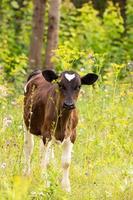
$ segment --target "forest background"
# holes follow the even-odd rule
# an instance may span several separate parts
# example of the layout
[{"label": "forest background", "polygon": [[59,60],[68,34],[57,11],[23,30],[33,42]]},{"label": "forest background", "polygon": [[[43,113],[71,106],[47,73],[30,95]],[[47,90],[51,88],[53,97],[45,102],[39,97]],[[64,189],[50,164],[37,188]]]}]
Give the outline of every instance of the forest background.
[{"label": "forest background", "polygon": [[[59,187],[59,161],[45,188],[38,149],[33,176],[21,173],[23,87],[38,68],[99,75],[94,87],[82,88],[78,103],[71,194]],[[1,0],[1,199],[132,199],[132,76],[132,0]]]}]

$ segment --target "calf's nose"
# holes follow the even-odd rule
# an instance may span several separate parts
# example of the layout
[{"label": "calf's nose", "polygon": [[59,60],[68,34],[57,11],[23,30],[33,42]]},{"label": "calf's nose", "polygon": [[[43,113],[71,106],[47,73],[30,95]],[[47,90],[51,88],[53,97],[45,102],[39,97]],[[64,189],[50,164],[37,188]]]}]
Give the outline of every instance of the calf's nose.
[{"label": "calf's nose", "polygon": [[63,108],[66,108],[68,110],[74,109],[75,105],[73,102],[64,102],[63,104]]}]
* * *
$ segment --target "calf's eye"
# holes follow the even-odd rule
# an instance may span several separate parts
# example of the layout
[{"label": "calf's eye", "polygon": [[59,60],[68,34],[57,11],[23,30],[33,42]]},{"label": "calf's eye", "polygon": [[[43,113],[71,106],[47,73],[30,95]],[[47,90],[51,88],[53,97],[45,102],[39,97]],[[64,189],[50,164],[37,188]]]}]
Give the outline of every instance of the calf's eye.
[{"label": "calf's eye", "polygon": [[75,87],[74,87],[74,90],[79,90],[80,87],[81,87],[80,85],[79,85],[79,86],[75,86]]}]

- Faça o seguinte
Extraia dos itens acima todas as linhas que contêm a palavra "nose", levando em conta a diferença entre maiúsculas e minúsculas.

- Resposta escrita
$ segment --target "calf's nose"
[{"label": "calf's nose", "polygon": [[59,60],[68,34],[57,11],[23,30],[33,42]]},{"label": "calf's nose", "polygon": [[[43,113],[71,106],[47,73],[30,95]],[[47,90],[51,88],[53,97],[45,102],[39,97]],[[64,189],[50,164],[37,188]]]}]
Give the outline of every instance of the calf's nose.
[{"label": "calf's nose", "polygon": [[63,108],[66,108],[68,110],[74,109],[75,105],[73,102],[64,102],[63,104]]}]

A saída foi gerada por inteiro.